Records for this task:

>>

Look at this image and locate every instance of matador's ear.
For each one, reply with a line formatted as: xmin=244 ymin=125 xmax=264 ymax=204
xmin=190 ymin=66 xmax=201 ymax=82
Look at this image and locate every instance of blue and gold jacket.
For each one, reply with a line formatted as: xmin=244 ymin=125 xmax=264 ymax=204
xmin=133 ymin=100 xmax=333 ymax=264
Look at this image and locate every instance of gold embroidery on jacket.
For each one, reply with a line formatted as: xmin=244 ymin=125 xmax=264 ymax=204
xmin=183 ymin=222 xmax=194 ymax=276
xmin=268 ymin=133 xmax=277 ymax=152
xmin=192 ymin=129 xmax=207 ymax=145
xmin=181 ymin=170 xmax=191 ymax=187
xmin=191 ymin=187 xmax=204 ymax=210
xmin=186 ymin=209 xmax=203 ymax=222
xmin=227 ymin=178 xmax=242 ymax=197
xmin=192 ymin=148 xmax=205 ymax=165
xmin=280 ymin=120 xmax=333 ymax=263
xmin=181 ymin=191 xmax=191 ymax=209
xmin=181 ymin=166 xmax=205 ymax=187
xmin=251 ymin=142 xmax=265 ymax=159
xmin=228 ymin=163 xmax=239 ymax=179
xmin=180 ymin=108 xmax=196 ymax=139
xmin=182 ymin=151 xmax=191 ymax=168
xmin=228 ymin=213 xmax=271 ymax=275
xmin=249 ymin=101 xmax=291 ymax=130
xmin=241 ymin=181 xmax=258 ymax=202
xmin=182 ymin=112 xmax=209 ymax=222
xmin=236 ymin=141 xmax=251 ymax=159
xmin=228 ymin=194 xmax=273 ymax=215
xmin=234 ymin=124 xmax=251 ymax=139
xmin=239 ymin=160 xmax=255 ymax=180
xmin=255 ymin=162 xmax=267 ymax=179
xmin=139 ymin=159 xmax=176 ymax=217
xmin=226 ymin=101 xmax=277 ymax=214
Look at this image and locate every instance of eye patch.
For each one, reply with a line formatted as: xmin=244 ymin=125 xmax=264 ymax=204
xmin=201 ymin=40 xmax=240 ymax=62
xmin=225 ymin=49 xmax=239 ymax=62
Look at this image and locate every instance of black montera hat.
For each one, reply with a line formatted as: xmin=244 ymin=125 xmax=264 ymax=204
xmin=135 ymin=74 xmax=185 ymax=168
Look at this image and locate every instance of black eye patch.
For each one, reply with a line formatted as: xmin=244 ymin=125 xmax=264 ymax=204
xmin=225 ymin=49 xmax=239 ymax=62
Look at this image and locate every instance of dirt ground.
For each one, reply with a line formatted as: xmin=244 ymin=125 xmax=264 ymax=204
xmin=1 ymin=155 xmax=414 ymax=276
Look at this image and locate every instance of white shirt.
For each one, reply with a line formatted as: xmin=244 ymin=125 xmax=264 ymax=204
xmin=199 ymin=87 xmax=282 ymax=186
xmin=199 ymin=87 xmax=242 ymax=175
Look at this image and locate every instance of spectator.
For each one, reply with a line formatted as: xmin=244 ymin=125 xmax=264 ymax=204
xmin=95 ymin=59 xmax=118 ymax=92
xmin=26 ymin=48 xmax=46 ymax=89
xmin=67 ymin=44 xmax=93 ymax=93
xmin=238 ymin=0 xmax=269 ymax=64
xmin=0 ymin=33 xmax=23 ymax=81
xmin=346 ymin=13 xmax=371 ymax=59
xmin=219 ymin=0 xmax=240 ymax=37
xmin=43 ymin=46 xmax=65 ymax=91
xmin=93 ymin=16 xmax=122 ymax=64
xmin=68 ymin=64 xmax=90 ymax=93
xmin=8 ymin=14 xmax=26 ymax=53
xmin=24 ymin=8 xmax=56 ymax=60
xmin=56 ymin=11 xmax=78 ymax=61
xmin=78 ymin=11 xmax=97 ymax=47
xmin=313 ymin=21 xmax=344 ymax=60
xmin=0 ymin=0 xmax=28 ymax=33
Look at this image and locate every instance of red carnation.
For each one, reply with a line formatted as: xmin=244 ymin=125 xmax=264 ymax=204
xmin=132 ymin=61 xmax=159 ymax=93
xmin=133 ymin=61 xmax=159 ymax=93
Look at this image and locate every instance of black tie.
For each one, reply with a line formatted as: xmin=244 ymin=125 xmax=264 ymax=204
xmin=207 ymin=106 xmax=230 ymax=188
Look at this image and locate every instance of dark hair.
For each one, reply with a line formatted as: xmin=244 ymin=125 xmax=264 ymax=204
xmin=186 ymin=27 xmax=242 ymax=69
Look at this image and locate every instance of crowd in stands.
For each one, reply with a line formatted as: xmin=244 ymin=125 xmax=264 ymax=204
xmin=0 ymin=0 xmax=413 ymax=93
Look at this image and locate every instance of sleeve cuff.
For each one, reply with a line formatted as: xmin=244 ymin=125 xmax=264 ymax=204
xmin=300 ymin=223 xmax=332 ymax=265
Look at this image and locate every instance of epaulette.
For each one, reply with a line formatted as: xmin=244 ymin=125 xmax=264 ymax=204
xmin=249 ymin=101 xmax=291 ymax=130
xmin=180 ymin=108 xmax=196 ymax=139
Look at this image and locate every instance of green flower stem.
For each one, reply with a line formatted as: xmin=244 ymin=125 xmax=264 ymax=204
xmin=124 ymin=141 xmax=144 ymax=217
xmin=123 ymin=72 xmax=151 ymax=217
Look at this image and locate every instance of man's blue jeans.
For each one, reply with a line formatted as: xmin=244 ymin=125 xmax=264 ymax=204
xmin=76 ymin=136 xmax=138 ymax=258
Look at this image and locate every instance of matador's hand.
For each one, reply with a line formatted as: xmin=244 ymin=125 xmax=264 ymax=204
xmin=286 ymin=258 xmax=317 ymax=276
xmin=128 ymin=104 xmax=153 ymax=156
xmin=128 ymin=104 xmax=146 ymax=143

<<

Task directions: Among the entries, how many lines hold the string "patch"? Answer with a bare number.

Written response: 2